(begin)

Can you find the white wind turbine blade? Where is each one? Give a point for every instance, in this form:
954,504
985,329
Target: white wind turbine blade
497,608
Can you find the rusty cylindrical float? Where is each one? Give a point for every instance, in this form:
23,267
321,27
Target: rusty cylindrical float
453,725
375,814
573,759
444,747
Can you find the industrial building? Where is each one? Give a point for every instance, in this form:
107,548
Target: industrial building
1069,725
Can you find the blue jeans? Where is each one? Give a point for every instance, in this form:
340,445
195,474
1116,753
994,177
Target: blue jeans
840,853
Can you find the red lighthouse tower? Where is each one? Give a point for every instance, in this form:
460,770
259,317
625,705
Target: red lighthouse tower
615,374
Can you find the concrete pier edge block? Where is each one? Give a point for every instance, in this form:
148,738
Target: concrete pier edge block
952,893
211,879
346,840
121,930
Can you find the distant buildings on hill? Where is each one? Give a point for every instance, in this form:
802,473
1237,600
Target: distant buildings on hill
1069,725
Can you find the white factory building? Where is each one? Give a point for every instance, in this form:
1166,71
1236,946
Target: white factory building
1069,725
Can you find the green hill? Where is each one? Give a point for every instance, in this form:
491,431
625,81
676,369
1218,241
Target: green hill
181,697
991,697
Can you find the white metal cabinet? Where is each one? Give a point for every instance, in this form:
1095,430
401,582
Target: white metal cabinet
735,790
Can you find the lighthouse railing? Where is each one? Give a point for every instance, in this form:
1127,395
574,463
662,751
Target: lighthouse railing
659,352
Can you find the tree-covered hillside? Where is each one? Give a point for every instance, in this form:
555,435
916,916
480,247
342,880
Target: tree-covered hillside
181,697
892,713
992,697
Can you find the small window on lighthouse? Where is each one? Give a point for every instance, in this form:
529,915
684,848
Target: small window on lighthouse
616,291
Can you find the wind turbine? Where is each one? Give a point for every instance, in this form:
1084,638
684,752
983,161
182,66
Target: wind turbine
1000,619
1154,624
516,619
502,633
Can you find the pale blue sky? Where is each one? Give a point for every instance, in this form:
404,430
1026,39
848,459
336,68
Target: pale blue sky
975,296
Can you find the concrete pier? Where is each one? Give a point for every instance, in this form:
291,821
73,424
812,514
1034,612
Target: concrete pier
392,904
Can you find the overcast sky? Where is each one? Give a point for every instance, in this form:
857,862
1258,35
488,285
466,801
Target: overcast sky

(end)

*Direction:* Render every line of the records above as a JSON list of strings, one string per line, leaving out any blank lines.

*Task output:*
[
  "Can you find the white wind turbine blade? Where is each one? Give a point for every instance, in this form:",
  "954,504",
  "985,329",
  "Target: white wind turbine blade",
  "497,608",
  "Can you find the rusty cylindrical float? Where is each one? Give a point for every instance, in this form:",
  "23,267",
  "321,27",
  "Target: rusty cylindrical float",
  "453,725",
  "375,814",
  "573,759",
  "444,747",
  "Can you find the industrial building? Where is each one? Give a point for every instance, in this form:",
  "107,548",
  "Target: industrial building",
  "1069,725",
  "Can you find the blue jeans? Where is each one? Give a point for every instance, in this form:",
  "340,445",
  "195,474",
  "1116,753",
  "994,177",
  "Target: blue jeans",
  "840,853",
  "Can you find the red lighthouse tower? Where is each one? Give a point for every instance, in this form:",
  "460,770",
  "259,317",
  "625,705",
  "Target: red lighthouse tower",
  "615,374",
  "Can you find the concrete pier edge block? Where is each one? Give a point for every instance, in this form:",
  "148,738",
  "Target: concrete pier edge block",
  "952,893",
  "211,879",
  "346,840",
  "121,930",
  "Can you find the distant buildings on hill? Where is each one? Give a point for every instance, in this form:",
  "802,473",
  "1237,600",
  "Target: distant buildings on hill",
  "1069,725",
  "Can you find the white factory building? Where is each one? Give a point for every instance, in this form:",
  "1166,71",
  "1236,946",
  "Target: white factory building",
  "1069,725",
  "Can you find the green hill? Where is each one? Give a point for every instance, in this form:",
  "491,431",
  "625,81",
  "676,369",
  "1218,241",
  "Target: green hill",
  "181,697",
  "991,697",
  "Can you find the white metal cabinet? Where is each one? Give a point for every instance, in this form:",
  "1095,430",
  "401,582",
  "Target: white metal cabinet",
  "735,790",
  "Can you find the lighthouse railing? Where is each one? Give a point for every instance, in this form:",
  "1127,395",
  "574,463",
  "662,751",
  "Target: lighthouse railing",
  "659,352",
  "Can you find the tree-covered hillside? Where is each one? Give a point for every instance, in this form:",
  "555,435",
  "916,916",
  "480,247",
  "342,880",
  "Target: tree-covered hillside",
  "181,697",
  "892,713",
  "992,697",
  "Can you find the small window on lighthouse? Where is each one? Give a point for every instance, in this form:",
  "529,915",
  "684,848",
  "Target: small window on lighthouse",
  "616,291",
  "Can you find the wind turbine? Where is each one? Give a point for every instance, in this form:",
  "1084,638",
  "684,752",
  "983,161",
  "182,66",
  "Target: wind turbine",
  "1000,619",
  "1154,624",
  "516,619",
  "502,633",
  "Can you find the pale blue sky? Where is each one? Give a point for every instance, in this form:",
  "404,430",
  "1026,39",
  "848,459",
  "336,68",
  "Target: pale blue sky",
  "975,296",
  "Can you find the concrete pier? Where is each one? Give a point for every instance, in this form:",
  "291,821",
  "73,424",
  "812,514",
  "1034,612",
  "Target: concrete pier",
  "392,904",
  "Can you find the overcast sky? Where is each one? Give a point for every instance, in this form:",
  "857,862",
  "1258,35",
  "488,285",
  "466,801",
  "Target: overcast sky"
]